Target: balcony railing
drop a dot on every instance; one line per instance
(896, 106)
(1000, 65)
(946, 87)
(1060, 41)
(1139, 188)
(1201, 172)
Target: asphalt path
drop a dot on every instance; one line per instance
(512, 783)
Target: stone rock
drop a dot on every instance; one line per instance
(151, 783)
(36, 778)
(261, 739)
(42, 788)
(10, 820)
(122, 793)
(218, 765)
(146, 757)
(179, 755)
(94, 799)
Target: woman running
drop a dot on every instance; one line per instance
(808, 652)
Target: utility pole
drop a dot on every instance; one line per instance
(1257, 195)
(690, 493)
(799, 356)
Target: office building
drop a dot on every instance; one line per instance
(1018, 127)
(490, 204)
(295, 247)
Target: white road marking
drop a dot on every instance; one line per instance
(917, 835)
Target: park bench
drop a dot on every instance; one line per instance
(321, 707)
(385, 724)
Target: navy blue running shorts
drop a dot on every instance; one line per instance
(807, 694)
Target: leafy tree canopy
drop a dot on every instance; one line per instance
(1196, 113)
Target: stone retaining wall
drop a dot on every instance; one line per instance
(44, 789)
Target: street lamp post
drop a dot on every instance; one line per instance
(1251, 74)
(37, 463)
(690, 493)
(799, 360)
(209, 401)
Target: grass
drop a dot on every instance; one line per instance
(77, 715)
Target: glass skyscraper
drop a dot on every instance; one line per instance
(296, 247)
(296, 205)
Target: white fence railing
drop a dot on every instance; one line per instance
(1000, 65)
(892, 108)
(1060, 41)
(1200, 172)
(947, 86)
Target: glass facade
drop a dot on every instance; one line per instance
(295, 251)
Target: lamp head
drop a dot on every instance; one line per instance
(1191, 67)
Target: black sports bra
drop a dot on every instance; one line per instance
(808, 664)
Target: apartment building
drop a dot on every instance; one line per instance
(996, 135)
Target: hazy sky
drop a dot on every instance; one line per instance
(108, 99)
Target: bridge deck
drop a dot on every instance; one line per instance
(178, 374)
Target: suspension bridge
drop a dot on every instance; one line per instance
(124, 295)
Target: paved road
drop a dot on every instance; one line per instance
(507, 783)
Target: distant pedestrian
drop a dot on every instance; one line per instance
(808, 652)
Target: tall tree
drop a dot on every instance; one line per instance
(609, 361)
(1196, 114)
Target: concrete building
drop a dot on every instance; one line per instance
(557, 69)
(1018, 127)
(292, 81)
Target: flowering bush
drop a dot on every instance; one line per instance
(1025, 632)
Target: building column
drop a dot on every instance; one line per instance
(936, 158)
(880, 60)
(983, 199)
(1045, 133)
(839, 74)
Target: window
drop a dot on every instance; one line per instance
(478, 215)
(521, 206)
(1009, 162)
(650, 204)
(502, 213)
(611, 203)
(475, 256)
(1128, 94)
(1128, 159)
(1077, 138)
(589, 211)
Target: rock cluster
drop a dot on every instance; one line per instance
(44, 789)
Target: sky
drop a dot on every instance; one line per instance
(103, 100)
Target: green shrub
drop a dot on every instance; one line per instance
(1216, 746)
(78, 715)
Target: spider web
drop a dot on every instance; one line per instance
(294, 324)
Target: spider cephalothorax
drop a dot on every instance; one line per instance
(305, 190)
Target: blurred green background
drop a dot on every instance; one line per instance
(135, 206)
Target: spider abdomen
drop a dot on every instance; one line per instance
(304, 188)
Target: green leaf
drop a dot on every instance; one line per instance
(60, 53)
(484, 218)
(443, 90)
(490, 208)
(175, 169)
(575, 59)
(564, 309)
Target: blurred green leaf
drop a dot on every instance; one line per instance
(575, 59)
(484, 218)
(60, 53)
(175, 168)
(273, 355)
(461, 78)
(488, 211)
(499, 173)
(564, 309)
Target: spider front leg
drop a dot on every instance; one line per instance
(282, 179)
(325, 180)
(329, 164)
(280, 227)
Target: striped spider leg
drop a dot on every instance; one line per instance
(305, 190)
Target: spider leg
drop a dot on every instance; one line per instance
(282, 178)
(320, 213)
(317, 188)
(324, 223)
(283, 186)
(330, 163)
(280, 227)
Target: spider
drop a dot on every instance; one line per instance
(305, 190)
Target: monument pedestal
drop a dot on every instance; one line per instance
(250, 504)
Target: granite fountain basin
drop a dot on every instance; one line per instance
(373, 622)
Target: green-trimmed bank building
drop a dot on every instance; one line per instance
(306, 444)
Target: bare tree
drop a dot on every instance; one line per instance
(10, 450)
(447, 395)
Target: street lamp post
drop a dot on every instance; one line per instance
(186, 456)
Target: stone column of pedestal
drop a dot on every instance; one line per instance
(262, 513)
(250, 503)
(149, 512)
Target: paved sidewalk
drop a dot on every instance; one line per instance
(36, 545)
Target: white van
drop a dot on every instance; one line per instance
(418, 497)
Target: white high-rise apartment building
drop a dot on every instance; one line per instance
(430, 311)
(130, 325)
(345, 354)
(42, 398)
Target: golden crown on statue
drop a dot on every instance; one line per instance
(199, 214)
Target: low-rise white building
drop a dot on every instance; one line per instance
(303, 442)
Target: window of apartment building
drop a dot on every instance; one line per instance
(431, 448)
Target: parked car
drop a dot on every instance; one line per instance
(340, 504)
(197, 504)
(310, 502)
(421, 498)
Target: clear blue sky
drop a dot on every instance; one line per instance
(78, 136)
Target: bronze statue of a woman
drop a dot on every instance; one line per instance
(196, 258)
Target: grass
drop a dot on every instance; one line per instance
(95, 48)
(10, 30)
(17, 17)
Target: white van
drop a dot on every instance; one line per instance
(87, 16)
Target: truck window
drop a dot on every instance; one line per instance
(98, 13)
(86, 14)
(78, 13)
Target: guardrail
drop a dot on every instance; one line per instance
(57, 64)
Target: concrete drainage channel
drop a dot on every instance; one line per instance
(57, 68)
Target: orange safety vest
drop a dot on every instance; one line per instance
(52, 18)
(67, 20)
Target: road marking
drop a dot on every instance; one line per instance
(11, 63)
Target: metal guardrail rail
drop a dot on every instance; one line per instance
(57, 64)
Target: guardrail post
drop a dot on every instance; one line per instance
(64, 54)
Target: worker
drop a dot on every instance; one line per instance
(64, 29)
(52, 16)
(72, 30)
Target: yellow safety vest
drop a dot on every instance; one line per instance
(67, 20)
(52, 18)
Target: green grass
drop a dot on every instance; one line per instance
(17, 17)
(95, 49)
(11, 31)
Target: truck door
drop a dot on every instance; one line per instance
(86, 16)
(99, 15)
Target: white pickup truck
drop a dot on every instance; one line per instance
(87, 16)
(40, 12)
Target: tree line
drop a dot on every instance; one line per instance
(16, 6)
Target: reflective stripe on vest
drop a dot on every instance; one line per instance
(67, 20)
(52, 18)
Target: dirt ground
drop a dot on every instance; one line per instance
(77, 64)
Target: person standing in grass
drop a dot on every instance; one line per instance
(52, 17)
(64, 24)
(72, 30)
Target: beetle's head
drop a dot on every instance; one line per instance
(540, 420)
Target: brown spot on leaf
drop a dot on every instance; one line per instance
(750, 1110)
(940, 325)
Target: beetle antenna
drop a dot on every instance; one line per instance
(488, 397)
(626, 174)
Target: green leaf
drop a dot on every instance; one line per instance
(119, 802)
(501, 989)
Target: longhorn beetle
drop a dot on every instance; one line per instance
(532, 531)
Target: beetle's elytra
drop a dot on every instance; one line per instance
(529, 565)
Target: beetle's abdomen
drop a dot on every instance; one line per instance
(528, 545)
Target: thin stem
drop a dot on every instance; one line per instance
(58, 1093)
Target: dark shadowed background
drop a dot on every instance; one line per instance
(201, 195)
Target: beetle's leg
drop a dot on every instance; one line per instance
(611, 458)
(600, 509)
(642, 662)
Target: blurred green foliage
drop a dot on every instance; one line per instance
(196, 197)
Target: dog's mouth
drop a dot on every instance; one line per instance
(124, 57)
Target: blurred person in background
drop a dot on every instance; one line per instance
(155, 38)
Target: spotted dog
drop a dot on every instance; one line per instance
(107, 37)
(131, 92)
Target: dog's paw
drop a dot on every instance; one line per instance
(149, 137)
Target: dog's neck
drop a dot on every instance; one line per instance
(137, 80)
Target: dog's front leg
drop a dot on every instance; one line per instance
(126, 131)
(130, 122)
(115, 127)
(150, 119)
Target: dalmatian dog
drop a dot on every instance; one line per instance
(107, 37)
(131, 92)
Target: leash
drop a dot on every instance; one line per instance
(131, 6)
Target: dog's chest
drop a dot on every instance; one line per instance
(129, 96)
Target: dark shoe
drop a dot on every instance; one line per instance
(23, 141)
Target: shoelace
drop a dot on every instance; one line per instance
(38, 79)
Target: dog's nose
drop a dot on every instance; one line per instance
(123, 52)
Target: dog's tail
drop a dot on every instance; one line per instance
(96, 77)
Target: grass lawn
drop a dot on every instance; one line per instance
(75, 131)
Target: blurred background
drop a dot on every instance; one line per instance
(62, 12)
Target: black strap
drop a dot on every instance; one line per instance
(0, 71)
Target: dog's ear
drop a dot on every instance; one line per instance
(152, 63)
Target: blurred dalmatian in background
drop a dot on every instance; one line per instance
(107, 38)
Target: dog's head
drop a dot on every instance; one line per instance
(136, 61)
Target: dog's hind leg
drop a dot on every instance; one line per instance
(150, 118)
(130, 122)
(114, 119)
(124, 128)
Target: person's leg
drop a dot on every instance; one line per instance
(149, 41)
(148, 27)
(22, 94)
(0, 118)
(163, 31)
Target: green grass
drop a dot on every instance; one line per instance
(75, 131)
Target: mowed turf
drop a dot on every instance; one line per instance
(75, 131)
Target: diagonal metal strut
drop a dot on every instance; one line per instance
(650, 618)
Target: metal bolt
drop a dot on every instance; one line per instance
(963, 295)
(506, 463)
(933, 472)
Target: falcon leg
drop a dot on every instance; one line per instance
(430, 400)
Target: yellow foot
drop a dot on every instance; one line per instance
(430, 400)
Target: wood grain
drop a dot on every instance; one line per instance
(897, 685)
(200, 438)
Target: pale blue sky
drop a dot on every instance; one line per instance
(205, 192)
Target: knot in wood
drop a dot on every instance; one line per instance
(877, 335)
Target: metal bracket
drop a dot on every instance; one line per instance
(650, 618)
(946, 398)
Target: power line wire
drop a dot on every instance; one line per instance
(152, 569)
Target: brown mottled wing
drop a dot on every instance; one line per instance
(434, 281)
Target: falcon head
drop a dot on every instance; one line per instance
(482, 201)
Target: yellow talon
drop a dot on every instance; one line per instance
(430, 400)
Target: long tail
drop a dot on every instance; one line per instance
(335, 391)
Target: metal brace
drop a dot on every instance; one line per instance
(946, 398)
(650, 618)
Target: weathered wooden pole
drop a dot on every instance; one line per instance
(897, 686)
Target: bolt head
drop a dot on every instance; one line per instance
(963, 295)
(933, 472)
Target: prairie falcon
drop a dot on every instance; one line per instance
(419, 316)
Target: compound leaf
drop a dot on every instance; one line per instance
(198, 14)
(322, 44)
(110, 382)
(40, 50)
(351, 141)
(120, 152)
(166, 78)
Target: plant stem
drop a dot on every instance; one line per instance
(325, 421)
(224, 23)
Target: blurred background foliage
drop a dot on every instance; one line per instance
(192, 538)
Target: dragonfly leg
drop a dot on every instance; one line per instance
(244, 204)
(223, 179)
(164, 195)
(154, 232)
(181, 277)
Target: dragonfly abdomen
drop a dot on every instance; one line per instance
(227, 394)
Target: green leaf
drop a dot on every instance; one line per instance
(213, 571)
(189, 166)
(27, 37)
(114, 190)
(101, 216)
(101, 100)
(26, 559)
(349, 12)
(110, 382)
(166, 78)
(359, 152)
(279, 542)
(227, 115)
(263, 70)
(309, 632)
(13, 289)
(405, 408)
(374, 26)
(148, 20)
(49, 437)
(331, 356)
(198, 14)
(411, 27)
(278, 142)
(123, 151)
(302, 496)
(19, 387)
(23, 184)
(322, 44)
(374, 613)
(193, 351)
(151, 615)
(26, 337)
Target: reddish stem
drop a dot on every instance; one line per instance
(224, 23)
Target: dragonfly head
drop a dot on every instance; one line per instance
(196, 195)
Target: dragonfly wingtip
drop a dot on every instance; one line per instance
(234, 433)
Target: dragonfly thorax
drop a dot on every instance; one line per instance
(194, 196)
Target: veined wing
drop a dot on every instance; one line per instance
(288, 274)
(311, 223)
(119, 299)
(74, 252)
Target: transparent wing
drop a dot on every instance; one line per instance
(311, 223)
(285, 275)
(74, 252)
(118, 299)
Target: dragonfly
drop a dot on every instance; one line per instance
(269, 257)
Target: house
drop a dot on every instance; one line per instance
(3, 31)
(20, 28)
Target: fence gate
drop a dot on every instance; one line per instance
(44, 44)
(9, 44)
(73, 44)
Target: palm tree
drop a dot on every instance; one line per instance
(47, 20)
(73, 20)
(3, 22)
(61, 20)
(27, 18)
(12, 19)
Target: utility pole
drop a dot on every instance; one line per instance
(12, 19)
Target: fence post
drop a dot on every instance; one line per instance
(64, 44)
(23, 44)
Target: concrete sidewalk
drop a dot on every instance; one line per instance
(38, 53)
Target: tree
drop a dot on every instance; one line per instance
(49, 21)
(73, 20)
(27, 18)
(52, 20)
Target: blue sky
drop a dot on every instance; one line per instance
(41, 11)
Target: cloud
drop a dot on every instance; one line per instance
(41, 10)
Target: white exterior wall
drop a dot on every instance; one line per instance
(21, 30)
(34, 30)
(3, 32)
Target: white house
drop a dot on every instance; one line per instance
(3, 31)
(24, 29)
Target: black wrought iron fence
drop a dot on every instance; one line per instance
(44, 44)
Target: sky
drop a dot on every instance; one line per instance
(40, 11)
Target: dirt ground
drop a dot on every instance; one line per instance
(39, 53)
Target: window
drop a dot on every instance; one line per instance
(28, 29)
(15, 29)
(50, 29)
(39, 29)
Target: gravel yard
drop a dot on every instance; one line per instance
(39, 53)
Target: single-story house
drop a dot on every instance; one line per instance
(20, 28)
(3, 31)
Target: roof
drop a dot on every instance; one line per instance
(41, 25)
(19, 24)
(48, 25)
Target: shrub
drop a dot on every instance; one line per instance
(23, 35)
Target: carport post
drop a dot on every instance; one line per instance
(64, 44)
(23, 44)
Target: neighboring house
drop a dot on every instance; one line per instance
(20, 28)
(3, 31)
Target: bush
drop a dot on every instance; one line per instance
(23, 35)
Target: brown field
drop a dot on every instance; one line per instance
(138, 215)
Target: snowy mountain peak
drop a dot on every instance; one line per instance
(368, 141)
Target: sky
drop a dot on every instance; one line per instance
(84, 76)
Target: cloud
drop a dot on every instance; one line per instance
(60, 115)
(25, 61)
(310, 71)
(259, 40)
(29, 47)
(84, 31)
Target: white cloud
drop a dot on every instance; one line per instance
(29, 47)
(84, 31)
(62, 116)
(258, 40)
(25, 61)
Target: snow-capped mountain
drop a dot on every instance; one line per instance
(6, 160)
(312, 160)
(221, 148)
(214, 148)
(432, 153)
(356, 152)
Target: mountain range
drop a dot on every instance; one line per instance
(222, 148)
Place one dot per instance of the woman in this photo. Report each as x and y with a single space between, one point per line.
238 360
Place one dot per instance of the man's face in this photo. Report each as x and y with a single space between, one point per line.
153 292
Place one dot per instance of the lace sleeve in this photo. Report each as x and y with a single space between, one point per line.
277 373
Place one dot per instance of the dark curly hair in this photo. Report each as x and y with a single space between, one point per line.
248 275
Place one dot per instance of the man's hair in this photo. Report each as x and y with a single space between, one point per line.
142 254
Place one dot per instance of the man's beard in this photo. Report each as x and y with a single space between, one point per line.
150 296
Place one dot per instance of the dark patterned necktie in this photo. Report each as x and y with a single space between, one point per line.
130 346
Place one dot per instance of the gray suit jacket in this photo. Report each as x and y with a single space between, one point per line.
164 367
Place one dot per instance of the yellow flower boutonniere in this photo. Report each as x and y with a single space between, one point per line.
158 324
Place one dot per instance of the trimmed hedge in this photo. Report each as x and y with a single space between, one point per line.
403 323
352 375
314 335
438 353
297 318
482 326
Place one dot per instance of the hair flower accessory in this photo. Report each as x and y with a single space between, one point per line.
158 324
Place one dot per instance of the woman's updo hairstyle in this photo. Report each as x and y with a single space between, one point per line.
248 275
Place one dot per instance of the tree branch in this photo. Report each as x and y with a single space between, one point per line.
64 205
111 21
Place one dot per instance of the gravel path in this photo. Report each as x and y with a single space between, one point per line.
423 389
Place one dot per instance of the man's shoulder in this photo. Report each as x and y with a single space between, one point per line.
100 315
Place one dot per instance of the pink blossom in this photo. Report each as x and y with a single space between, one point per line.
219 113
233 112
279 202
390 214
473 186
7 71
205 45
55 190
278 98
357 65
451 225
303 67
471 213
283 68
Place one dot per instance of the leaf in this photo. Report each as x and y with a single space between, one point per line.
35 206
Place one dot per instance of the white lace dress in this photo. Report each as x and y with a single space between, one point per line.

● **Objective**
Repeat word for word every line from the one that holds "Place one dot per instance of the gray" to the end. Both ends count.

● **Exercise result**
Place one dot per instance of the gray suit jacket in this photo. Report each as x and y with a single space between, one point per line.
164 367
Place one dot per instance of the yellow flower boutonniere in this photo. Report each as x and y with a single space between, one point per line.
158 324
Place one dot per instance of the trimmed hedge in this photo. Report each as x and y with a single space between, one point per line.
403 323
352 375
314 335
438 353
297 318
482 326
Place one dot per instance of the hair flower accessory in this photo. Report each as x and y with a single space between, one point per line.
158 324
Place one dot per instance of the woman's updo hairstyle in this photo. Report each as x and y with a single space between, one point per line.
248 275
Place one dot per instance of the tree branch in this photo. Report each as x and y with a single space between, one point per line.
64 205
111 21
Place one dot per instance of the gravel path in this photo. Report each as x and y with a single space between, one point per line.
423 389
Place one dot per instance of the man's shoulder in this photo. Report each as x and y with a single space between, one point per line.
100 315
Place one dot per instance of the pink blossom in this photo. Report each as x and y with a single space between, one point per line.
219 113
233 112
279 202
390 214
473 186
7 71
205 45
55 190
278 98
357 65
451 225
303 67
471 213
283 68
Place one dot per instance of the leaf in this photo. Report each as x and y with a single space between, one point per line.
35 206
Place one dot per instance of the white lace dress in this photo. Report each as x and y with a single space between, one point per line.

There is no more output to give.